━━━ Data shown

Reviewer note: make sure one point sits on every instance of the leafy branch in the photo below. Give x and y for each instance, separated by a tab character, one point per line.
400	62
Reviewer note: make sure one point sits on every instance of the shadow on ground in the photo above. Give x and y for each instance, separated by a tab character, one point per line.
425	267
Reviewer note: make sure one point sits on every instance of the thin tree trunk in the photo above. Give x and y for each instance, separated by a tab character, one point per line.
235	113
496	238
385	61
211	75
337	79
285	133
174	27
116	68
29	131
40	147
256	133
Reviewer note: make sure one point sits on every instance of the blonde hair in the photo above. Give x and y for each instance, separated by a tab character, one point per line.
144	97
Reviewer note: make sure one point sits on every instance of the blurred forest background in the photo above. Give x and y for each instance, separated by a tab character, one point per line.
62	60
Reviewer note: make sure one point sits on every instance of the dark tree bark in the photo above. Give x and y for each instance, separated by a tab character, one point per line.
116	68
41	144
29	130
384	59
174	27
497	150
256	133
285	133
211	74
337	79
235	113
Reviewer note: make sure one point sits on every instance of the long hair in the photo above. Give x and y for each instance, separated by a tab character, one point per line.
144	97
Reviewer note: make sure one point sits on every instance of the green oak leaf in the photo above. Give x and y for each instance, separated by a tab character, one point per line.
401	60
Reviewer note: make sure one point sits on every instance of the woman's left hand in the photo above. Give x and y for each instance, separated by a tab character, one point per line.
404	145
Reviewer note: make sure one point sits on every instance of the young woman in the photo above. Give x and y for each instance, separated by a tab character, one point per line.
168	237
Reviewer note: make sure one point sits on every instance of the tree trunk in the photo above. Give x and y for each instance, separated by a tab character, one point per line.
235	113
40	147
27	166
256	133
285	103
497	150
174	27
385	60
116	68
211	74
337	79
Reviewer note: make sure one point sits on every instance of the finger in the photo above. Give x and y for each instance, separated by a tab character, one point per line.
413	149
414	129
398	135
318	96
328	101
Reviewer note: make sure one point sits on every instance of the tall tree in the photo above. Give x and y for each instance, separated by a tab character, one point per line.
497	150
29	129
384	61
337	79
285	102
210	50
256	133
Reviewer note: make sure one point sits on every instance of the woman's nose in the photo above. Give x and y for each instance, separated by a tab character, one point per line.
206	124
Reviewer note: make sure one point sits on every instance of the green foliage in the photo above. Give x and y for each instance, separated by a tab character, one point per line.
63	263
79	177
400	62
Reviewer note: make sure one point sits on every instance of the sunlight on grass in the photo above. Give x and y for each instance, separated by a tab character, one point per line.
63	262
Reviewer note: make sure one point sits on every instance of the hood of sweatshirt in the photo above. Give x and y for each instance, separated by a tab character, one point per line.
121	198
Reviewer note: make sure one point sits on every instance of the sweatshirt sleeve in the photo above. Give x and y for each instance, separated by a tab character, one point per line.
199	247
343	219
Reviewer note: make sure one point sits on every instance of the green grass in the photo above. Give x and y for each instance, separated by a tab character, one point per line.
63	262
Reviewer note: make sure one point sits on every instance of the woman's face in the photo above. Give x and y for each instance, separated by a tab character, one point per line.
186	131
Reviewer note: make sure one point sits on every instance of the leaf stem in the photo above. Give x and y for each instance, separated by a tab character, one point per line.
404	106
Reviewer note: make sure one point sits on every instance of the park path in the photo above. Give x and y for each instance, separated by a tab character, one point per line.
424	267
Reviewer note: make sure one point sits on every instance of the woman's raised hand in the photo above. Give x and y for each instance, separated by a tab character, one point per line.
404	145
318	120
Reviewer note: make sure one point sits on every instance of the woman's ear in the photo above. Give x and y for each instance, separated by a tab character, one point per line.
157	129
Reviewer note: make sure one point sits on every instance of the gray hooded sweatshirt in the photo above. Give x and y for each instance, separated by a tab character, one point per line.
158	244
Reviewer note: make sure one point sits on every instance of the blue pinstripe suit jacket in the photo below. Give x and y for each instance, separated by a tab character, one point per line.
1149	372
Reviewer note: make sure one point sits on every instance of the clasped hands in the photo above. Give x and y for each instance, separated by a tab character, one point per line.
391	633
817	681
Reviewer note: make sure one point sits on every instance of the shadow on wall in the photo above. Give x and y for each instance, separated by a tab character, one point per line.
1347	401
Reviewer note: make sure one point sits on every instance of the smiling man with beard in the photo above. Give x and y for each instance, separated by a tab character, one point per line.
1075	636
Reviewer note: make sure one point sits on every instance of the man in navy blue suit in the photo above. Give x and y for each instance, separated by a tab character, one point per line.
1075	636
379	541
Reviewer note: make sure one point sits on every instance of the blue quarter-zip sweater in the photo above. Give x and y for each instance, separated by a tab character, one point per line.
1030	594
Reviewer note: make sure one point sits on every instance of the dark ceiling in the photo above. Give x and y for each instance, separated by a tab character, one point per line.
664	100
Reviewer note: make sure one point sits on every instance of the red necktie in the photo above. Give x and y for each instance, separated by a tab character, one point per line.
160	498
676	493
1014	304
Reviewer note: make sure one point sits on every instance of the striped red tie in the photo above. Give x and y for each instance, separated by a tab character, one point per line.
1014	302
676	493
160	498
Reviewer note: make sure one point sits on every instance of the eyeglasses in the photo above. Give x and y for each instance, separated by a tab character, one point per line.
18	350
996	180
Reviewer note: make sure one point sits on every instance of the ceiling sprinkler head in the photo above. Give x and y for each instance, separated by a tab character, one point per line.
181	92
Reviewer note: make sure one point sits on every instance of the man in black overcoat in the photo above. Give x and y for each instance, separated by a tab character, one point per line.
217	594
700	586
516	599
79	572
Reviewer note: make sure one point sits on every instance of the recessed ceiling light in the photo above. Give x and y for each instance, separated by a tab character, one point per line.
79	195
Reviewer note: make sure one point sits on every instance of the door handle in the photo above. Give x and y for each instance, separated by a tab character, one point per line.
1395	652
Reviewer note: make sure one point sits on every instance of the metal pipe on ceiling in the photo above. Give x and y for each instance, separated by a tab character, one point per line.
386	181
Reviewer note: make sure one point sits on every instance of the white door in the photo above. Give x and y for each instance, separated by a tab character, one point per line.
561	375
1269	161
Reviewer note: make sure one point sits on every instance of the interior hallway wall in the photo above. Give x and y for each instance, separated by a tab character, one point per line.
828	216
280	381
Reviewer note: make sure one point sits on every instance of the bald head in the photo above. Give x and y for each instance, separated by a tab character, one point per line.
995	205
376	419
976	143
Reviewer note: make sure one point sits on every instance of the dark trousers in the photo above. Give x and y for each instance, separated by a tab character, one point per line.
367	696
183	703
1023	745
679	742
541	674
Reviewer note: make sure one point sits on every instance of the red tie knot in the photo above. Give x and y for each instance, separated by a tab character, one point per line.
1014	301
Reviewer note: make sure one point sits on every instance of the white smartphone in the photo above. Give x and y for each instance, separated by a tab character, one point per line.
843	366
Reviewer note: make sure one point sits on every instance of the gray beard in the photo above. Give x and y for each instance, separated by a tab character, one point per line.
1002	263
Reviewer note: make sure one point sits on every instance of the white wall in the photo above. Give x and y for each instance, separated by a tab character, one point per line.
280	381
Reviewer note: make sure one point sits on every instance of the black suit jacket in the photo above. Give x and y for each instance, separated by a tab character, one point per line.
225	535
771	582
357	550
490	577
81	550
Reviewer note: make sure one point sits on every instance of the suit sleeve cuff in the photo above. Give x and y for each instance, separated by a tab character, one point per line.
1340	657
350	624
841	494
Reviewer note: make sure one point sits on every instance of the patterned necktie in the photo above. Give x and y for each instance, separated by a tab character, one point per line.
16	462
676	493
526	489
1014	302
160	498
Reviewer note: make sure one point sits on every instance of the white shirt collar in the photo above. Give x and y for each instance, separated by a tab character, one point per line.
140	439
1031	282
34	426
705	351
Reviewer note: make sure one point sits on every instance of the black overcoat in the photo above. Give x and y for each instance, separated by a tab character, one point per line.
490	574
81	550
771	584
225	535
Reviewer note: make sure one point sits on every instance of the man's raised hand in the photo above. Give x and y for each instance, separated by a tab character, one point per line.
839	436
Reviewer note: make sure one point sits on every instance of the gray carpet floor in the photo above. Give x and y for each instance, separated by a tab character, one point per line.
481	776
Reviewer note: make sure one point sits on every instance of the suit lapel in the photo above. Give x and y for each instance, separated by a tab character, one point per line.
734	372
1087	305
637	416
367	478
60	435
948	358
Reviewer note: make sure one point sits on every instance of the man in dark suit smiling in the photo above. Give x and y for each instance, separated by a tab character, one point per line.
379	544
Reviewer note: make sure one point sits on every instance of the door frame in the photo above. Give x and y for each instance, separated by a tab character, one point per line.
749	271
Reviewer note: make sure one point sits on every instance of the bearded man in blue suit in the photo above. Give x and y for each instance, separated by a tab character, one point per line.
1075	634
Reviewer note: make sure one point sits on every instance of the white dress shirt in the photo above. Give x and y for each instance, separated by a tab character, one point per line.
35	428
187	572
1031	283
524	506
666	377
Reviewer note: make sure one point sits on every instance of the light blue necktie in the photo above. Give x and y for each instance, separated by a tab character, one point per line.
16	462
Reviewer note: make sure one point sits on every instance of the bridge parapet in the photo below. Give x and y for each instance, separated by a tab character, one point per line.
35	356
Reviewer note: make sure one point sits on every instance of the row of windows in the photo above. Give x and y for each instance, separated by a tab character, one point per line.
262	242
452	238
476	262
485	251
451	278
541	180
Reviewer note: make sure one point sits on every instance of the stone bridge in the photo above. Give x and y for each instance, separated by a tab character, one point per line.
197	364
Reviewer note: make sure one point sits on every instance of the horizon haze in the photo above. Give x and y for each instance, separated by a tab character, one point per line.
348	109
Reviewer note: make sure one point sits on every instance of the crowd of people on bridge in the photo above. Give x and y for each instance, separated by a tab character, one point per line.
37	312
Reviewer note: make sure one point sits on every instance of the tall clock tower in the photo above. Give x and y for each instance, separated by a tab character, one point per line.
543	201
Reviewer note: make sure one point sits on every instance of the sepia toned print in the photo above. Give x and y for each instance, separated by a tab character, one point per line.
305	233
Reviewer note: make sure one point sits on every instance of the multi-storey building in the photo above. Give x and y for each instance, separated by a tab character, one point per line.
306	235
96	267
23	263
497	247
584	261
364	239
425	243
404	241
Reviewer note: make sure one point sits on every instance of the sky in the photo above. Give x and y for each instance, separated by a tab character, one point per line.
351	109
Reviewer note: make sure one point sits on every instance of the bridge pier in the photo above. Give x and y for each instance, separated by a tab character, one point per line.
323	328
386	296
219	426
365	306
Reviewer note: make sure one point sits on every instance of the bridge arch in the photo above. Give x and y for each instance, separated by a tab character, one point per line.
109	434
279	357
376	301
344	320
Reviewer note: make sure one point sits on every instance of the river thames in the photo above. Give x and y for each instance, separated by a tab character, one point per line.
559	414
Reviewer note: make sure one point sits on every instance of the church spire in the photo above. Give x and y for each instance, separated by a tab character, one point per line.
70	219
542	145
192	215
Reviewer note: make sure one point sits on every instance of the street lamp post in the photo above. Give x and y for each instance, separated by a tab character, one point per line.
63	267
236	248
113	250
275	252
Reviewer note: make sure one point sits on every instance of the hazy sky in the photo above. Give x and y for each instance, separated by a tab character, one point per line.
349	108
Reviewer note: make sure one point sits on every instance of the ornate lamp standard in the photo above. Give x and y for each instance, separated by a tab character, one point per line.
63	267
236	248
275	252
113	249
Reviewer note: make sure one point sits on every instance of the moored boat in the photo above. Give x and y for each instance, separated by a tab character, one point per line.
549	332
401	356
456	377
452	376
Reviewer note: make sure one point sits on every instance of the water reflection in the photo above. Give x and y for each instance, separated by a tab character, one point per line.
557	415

━━━━━━

### What to do
Duplicate, word for word, the lines of the listing from the line containing "of the moored" through the final line of the listing.

### Response to the task
Reviewer note: make sure one point sits on every instance of the moored boat in the photo above. Give x and y for each instance, separated by a tab character, one point per line.
549	332
401	356
456	377
452	376
Reviewer note: make sure one point sits on every instance of the water reflection in the photo above. Give x and y for each instance, separated by a tab character, one point per line.
557	415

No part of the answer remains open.